### Things to do:
a) What price elasticity of demand does the page excerpt give for groceries?
b) Which lines of the records contain the word "sure"? Return each of them in full.

### Page excerpt:
▬▬▬

Microeconomic implication: The refund structure creates a secondary deadweight loss or transfer inefficiency. Consumers who bore the tariff burden indirectly via prices receive no direct rebate, while businesses that collected tariff costs on invoices receive full refunds.
Quantifying the "Refund Gap"
If the $166B in refunds goes entirely to businesses and only 30–50% is passed through to final consumers via price reductions:
- Direct consumer benefit from refunds: $50–83B (30–50% of $166B).
- Indirect consumer benefit from prior tariff burden: $120–180B (the prior year's consumer surplus loss).
- Uncaptured benefit (business windfall): $83–116B (50–70% of refunds retained by importers/logistics firms).
This gap is a secondary distributional loss not captured in the standard tariff DWL calculation. It reflects the reality that refunds are administrative/accounting adjustments to firms with accounting records, not automatic price rebates to consumers.
Sector-Specific Microeconomic Impacts
Groceries and Food Products
Tariff structure: 10–25% on imported processed foods, canned goods, produce, and seafood.
Demand characteristics: - Highly inelastic (demand for groceries doesn't fall much when prices rise; consumers reduce quantity slightly but substitute within categories or delay non-essential purchases). - Price elasticity of demand: -0.3 to -0.5 (0.3–0.5% quantity reduction per 1% price increase).
Supply characteristics: - Domestic supply is constrained (U.S. agricultural production is seasonal; many processed foods rely on imported inputs like spices, oils, and canned vegetables). - Long-term supply elasticity: +0.4 to +0.8 (domestic capacity expands slowly; switching to import substitutes requires capital investment).

▬▬▬

### Information supplied:
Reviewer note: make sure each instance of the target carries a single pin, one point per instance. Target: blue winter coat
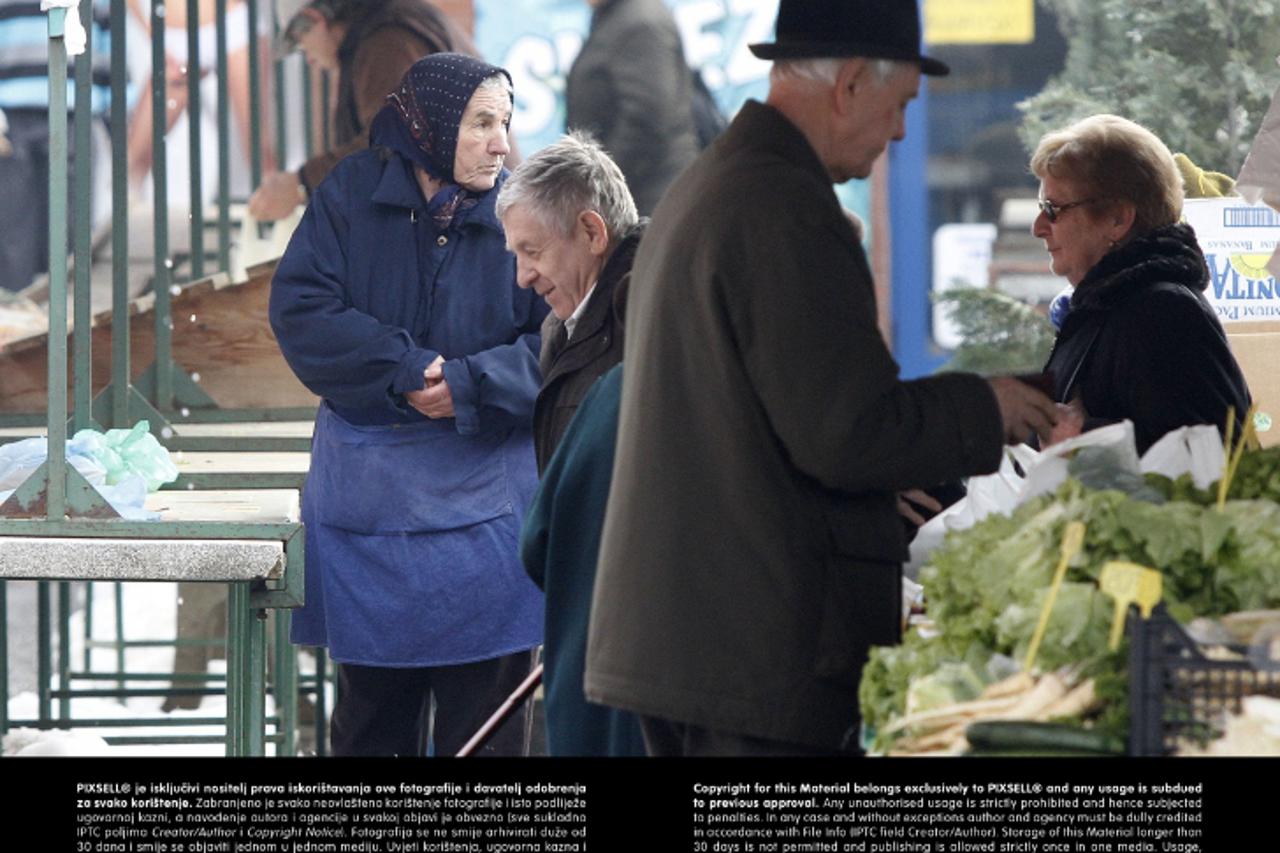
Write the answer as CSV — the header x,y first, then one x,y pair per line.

▬▬▬

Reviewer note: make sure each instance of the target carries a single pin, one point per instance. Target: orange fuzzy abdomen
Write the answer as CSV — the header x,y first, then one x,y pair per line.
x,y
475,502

▬▬▬

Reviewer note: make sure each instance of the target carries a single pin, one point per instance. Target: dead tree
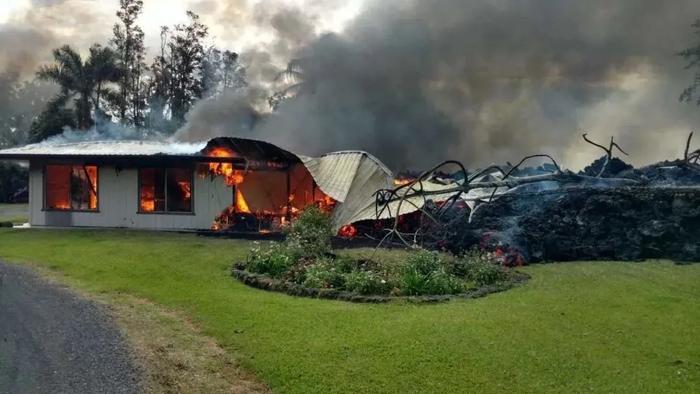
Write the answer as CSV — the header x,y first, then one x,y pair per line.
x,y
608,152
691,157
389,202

▬▬▬

### Correct answers:
a) -0.3 to -0.5

b)
Reviewer note: make sure each instance of the target carries a single pin, one point per instance. Target: blue winter coat
Reviewer note: make sure each instance of the target carries a single pin, one point per instance. Target: orange fuzzy abdomen
Reviewer note: make sure each instance of the target carries a single pin, one point per instance. Target: dead tree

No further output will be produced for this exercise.